| EXERCISE AIM |
Render the records as a two-column Markdown table headed Row and Content, beginning with the line that contains "of the hillside" and continuing through the line that contains "[(27, 683), (253, 627), (1219, 641), (1256, 539)]". Number each line in the Row column, and leave out any blank lines.
*****
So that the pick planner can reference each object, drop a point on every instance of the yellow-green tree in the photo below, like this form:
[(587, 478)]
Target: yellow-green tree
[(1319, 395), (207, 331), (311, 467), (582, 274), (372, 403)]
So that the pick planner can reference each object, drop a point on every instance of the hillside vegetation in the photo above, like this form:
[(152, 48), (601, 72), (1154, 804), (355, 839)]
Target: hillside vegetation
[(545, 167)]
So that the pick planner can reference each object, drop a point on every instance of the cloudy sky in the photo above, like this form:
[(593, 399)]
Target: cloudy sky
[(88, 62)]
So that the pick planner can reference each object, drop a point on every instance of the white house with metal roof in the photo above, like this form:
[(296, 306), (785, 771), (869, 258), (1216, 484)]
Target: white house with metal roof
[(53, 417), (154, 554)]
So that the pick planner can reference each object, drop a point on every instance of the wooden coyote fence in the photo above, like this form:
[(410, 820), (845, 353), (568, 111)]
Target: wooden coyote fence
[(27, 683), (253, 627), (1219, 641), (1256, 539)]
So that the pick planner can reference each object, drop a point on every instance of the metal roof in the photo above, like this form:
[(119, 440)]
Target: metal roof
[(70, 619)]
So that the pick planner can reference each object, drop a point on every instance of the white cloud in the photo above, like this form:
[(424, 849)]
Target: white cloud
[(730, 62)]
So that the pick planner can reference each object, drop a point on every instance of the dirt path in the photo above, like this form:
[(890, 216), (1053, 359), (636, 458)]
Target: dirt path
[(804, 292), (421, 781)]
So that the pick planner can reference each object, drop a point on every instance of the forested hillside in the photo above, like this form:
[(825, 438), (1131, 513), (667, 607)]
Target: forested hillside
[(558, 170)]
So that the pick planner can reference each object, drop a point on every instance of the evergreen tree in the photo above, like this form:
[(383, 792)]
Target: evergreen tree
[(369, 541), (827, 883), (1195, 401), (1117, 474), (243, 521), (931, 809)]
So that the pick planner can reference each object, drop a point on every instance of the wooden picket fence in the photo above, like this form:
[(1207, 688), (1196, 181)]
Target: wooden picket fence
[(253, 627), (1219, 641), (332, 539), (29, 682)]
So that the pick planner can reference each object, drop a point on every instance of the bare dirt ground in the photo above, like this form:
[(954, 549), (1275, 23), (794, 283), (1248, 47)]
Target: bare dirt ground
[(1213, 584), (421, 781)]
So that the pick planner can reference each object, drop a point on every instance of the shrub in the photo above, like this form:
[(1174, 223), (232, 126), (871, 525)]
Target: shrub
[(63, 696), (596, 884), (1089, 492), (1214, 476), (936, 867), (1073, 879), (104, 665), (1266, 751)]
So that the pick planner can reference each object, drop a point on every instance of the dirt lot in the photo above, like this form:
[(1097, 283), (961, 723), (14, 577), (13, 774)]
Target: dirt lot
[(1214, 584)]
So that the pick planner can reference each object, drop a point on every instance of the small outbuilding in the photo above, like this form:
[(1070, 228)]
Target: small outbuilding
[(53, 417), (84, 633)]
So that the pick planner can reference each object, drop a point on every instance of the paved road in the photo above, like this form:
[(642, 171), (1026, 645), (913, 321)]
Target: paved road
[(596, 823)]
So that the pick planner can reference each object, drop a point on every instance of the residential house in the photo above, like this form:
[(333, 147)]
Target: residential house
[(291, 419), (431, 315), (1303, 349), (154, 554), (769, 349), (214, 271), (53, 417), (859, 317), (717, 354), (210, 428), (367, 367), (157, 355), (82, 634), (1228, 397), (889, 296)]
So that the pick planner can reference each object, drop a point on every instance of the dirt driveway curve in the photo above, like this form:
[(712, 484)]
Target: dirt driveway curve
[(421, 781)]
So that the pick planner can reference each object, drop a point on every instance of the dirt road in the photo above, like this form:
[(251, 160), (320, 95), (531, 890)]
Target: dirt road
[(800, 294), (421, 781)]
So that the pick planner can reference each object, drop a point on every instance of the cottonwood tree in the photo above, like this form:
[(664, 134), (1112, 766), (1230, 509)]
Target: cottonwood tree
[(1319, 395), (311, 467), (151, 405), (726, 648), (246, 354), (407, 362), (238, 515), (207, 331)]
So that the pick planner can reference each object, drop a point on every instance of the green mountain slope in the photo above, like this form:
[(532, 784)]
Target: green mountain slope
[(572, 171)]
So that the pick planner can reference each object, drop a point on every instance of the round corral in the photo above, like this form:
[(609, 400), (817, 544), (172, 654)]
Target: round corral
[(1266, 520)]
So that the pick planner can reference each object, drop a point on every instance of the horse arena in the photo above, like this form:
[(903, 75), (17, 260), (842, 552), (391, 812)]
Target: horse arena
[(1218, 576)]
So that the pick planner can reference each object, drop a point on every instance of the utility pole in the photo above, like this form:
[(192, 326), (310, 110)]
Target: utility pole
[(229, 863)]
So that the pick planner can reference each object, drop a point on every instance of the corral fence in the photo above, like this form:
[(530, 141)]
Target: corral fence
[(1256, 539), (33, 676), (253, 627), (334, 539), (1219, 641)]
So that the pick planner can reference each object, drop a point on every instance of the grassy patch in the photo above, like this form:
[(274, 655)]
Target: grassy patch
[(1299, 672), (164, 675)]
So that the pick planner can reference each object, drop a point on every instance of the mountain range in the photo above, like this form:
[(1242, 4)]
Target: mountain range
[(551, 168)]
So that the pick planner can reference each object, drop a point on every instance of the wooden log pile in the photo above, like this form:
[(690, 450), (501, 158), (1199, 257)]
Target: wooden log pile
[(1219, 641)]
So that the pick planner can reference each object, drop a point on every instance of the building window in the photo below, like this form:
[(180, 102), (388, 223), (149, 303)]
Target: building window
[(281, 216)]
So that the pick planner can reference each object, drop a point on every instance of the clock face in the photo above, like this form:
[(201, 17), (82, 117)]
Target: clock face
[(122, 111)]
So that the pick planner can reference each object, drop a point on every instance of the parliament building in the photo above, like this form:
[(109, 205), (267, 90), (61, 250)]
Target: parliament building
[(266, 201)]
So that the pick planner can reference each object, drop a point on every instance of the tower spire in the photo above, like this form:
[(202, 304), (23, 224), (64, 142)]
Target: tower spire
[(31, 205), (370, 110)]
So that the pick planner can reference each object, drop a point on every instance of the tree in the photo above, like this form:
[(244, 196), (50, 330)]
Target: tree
*****
| ANSWER BELOW |
| Row | Content |
|---|---|
| 1 | So that the pick planner can reference each object, drop a point on every instance of the hillside vegetation in the photo above, like this form: |
| 2 | [(152, 48), (601, 72), (1154, 804), (355, 839)] |
| 3 | Target: hillside vegetation |
| 4 | [(545, 167)] |
| 5 | So that the pick planner can reference each object, drop a point on every instance of the cloudy sky in the photo above, like this form: |
| 6 | [(593, 399)] |
| 7 | Target: cloudy sky |
| 8 | [(88, 62)] |
| 9 | So that the pick planner can reference each object, drop a point on every instance of the white house with metal roof in the photo above, like this form: |
| 10 | [(296, 306), (785, 771), (869, 258), (1216, 484)] |
| 11 | Target: white house with metal roof |
| 12 | [(53, 417), (154, 554)] |
| 13 | So that the pick planner can reference each object, drop a point on every instance of the wooden coyote fence in the photo above, like this form: |
| 14 | [(410, 820), (845, 353), (568, 111)] |
| 15 | Target: wooden coyote fence |
| 16 | [(27, 683), (253, 627), (1219, 641), (1256, 539)] |